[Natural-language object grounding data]
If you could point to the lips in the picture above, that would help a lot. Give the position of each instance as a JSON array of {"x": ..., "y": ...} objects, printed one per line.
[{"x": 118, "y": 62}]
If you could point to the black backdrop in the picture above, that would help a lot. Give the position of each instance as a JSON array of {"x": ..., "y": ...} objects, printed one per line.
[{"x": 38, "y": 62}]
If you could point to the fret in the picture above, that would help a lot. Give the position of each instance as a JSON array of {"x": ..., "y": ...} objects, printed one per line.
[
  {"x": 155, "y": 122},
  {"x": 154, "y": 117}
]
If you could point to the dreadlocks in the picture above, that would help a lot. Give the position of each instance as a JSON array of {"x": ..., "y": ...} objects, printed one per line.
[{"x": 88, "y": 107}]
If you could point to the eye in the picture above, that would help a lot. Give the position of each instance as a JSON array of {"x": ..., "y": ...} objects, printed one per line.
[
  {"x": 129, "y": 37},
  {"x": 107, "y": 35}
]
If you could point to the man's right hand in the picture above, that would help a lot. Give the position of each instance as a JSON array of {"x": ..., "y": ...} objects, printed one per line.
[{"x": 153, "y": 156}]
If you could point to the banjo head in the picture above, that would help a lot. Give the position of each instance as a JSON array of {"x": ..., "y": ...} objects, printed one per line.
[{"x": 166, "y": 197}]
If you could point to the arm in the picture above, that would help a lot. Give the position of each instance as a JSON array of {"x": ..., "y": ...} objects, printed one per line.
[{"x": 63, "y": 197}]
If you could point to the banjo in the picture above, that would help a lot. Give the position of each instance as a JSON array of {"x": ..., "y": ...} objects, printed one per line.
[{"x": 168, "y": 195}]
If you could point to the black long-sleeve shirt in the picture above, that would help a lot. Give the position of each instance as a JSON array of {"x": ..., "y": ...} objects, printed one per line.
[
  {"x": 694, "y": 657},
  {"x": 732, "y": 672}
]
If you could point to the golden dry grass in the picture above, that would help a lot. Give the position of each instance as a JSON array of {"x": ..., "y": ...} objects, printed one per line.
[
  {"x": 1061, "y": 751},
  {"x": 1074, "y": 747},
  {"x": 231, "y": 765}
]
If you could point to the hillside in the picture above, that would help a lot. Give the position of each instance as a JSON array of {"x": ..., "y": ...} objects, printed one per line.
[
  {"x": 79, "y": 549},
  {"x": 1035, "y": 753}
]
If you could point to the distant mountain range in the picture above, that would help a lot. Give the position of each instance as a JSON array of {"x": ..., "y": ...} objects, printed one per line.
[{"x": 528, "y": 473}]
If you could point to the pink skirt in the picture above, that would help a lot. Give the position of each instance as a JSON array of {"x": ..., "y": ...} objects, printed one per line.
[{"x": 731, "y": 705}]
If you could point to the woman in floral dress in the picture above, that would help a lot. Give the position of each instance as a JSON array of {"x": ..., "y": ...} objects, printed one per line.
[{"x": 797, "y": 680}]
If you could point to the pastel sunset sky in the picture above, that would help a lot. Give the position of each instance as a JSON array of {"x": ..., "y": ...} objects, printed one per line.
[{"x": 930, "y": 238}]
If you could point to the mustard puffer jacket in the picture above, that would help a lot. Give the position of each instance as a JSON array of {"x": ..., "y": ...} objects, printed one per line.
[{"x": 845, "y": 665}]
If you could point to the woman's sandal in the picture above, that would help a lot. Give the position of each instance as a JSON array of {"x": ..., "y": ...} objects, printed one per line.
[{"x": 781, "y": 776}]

» **EXERCISE DIRECTIONS**: Line by line, retype all of the records exactly.

» **TASK OUTPUT**:
If you could point to the lips in the picture above, that would help a lot. Give the position of each instance as a JSON array of {"x": ..., "y": ...} objects, printed one per line.
[{"x": 118, "y": 62}]
If you could point to the black backdrop in the picture above, that would help a lot. Give the position of each instance as a JSON array of {"x": ..., "y": ...} objects, printed one per line.
[{"x": 38, "y": 62}]
If you could point to the fret in the picture above, that would help a lot. Give the position of each instance as a JSON array of {"x": ..., "y": ...} objects, printed one per line.
[
  {"x": 155, "y": 122},
  {"x": 154, "y": 117}
]
If you could point to the dreadlocks in the picture above, that would help a lot. Give the position of each instance as a JSON array of {"x": ..., "y": ...} objects, printed one per line.
[{"x": 88, "y": 107}]
If you could point to the eye in the picture above, that would help a lot. Give the position of each instance as a JSON array of {"x": ..., "y": ...} objects, printed one per line.
[
  {"x": 129, "y": 37},
  {"x": 107, "y": 35}
]
If you could point to the man's right hand in the picture above, that would help a lot. Give the position of each instance as a JSON array of {"x": ..., "y": ...} objects, printed one per line.
[{"x": 153, "y": 156}]
If you could point to the banjo head in the picture above, that would help a lot. Give the position of each instance as a JSON array of {"x": ..., "y": ...} objects, printed one per line.
[{"x": 166, "y": 197}]
If you could point to the arm in the picture above, that would help a lot. Give the position of each instance as a JSON array of {"x": ..., "y": ...} objects, printed one per line.
[{"x": 63, "y": 197}]
If you could point to the banjo in the picture above, that would help a lot. Give the position of each instance as a JSON array of {"x": ..., "y": ...} objects, printed one per line.
[{"x": 168, "y": 195}]
If you could point to the black long-sleeve shirt in the picture above, that would help a lot. Give the position of each instance as a JSON array of {"x": ..., "y": ...} objects, printed one per line.
[
  {"x": 694, "y": 657},
  {"x": 732, "y": 672}
]
If you could point to the golden dry grass in the picture above, that would help a lot. Give the position of each instance as a JSON array of {"x": ..., "y": ...} objects, printed one per line.
[
  {"x": 1061, "y": 751},
  {"x": 1074, "y": 747},
  {"x": 231, "y": 765}
]
If you could point to the hillside in the picture above, that would help a lot. Give the position of each instance as a JSON array of {"x": ..., "y": ...} objects, printed one per line.
[
  {"x": 79, "y": 549},
  {"x": 1035, "y": 753}
]
If you could point to the distant mountain range in the picture above, that would help a lot. Give the position of each instance as a JSON array of {"x": ..., "y": ...} objects, printed one per line.
[{"x": 528, "y": 473}]
If you could point to the pink skirt in the picture above, that would help a lot. Give the position of each instance as a JSON array of {"x": ..., "y": ...} objects, printed one per line.
[{"x": 731, "y": 705}]
If you could point to the woman in floral dress in the picture above, that would help a lot. Give the position of each instance as a JSON array of {"x": ..., "y": ...} objects, printed one per line.
[{"x": 797, "y": 680}]
If you could point to the pastel sunset sky in the picture above, that would help a lot. Give the position of each instance as a JSON array of {"x": ..., "y": ...} objects, printed one per line.
[{"x": 930, "y": 238}]
If you could point to the mustard puffer jacket in the picture above, that would help a lot. Give the position of each instance as a JSON array of {"x": ..., "y": ...} objects, printed one per line.
[{"x": 845, "y": 665}]
If you could point to the woman's sandal in the picture above, that would help a lot. Give the position of each instance as a JSON array of {"x": ..., "y": ...} objects, printed one per line.
[{"x": 781, "y": 776}]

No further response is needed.